#### [Selected passage]
-=-=-

Data Quality Auditing and Preprocessing

  • The framework audits data quality by identifying motion artifacts, environmental factors, and hardware limitations.
  • Semi-automated modules for data cleaning, preprocessing, and artifact removal are implemented (39–41).

Signal Segmentation and Alignment

  • The framework includes a module for determining appropriate time windows for signal segmentation.
  • The module helps users select optimal window lengths for their research needs.
  • Tools are included to support improved signal alignment (42).

Contextual Information Integration

  • Interpreting physiological data requires understanding the recording context.
  • Context includes environmental characteristics and personal factors (affect, physical activity, posture).
  • Integrating contextual features improves stress detection (12).
  • Plots of physiological data with visual overlays describing recording context are provided.

Data Fusion and Signal Alignment

  • This involves aligning data from different sensors or modalities, which might vary in sampling frequencies and timestamps.
  • Community-contributed plugins can handle the intricacies of multimodal data by harmonizing signals (short & long term).

Programming Language and GUI

  • A graphical user interface (GUI) is needed for open-source physiological processing tools.
  • The framework is accessible through both a GUI and a command-line interface (CLI).
  • Common open programming languages (Python, R, Bash, etc.) are used.

Science Gateways and Open Science Integration

  • The framework aligns with Open Science Framework standards.
  • Integration includes leveraging the Digital Health Data Repository.

DBDP Autonomic

  • Expanding the Digital Biomarker Discovery Project (DBDP (43)) to include dedicated processing of ANS signals.
  • DBDP serves as a hub for collaborative and open research in digital health.
  • The code repository includes computational building blocks for common measures of ambulatory physiological data.
    • photoplethysmography (PPG)
    • electrocardiography (ECG)
    • electrodermal activity (EDA).
  • The repository comprises four modules:
    • exploratory data analysis
    • data preprocessing
    • feature engineering
    • machine learning model development
  • DBDP hosts an archive of code repositories and a list of open-source digital health data.
  • DBDP is also developing a code-free GUI-based platform (DBDP Discovery).
  • Uploaded code adheres to the framework’s plugin guidelines, allowing it to be cloned as a submodule.

-=-=-

#### [Material supplied]
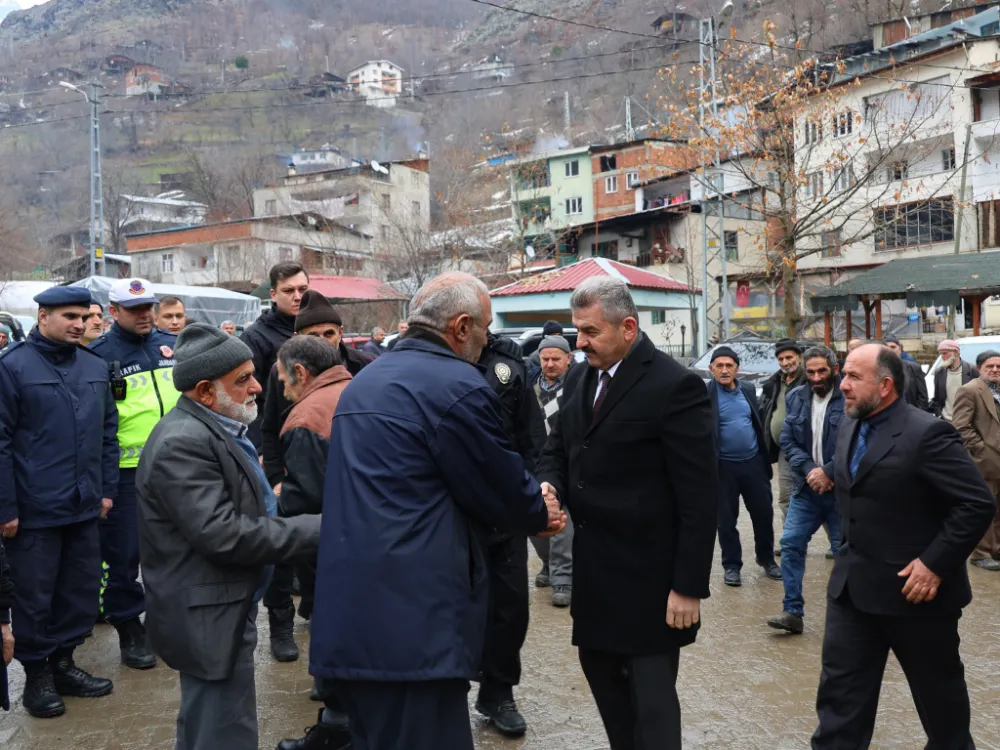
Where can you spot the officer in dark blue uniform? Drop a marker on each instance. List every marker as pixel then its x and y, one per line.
pixel 58 474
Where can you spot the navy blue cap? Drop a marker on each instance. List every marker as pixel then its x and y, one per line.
pixel 61 296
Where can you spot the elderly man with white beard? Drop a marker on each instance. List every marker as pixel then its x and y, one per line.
pixel 208 536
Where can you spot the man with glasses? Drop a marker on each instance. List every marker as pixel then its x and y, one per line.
pixel 316 317
pixel 976 416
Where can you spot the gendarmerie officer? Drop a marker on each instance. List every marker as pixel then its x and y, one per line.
pixel 140 360
pixel 58 476
pixel 503 367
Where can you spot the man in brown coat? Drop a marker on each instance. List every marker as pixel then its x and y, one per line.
pixel 313 375
pixel 976 416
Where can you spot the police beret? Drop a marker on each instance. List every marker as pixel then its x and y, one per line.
pixel 61 296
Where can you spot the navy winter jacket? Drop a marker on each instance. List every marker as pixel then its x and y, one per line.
pixel 419 470
pixel 796 433
pixel 58 427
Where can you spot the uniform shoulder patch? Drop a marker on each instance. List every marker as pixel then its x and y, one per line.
pixel 502 372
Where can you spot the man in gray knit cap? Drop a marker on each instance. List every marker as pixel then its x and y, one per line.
pixel 208 536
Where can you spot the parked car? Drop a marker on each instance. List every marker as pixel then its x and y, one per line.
pixel 970 347
pixel 757 360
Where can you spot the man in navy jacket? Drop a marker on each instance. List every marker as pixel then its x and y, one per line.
pixel 419 472
pixel 58 475
pixel 808 440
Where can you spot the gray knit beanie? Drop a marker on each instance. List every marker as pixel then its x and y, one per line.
pixel 554 342
pixel 203 352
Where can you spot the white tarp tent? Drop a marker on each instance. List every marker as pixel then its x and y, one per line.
pixel 204 304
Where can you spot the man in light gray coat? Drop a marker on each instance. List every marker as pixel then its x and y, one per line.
pixel 207 537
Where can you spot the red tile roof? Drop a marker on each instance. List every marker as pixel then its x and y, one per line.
pixel 355 288
pixel 567 278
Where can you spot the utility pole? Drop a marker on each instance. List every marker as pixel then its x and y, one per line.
pixel 96 181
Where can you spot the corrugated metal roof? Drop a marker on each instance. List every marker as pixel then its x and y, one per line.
pixel 567 278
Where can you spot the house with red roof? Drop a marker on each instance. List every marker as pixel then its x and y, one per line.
pixel 666 307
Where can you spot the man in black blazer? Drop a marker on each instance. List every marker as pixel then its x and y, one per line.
pixel 913 506
pixel 744 467
pixel 632 456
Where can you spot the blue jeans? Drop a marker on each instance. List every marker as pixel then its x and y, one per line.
pixel 807 511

-=-=-

#### [Tasks for this exercise]
[A] In the passage on the physiological data framework, through which two interfaces can the framework be accessed?
[B] Write out the part of the passage on the physiological data framework that opens with the words containing "Science Gateways and" and closes with "in digital health.".
[C] Continue the passage on the physiological data framework from its last line.
The rows come from a different source than the passage on the physiological data framework.

#### [Written responses]
[A] A graphical user interface (GUI) and a command-line interface (CLI).

[B]
Science Gateways and Open Science Integration

  • The framework aligns with Open Science Framework standards.
  • Integration includes leveraging the Digital Health Data Repository.

DBDP Autonomic

  • Expanding the Digital Biomarker Discovery Project (DBDP (43)) to include dedicated processing of ANS signals.
  • DBDP serves as a hub for collaborative and open research in digital health.

[C]
  • DBDP-Autonomic specifically targets signals from the autonomic nervous system (ANS) to derive insights into psychological states.

The Role of Context in DBDP-Autonomic

  • A key challenge in analyzing ANS data is the role of context.
  • DBDP-Autonomic addresses this by integrating contextual data (e.g., activity type, location, and environmental factors).
  • DBDP-Autonomic emphasizes the combination of multi-dimensional signals to create unified constructs that reflect psychological states more comprehensively.

Discussion and Call to Community Action

  • DBDP has established itself as an open-source hub for digital health.
  • DBDP Autonomic could address challenges associated with ANS signal analysis.
  • Engagement from the community is vital to the long-term viability of DBDP Autonomic.
  • Envisioned member engagement follows the Center for Scientific Collaboration and Community Engagement (CSCCE) Community Participation Model (44).
  • Members can:
    • CONVEY/CONSUME: Engage with educational resources.
    • CONTRIBUTE: Add data cleaning algorithms, feature selection methods, and machine learning models.
    • COLLABORATE: Undertake joint research initiatives.
    • CO-CREATE: Organize and lead workshops and working groups.

Conclusion

  • A collaborative effort of the DBDP Autonomic community could enable more robust, transparent, and reproducible research in biobehavioral health.
  • By emphasizing collaboration, transparency, and rigor, this resource could improve our understanding of complex biobehavioral health issues.
  • Such a framework is essential for unlocking the full potential of mobile devices to benefit individual and community health.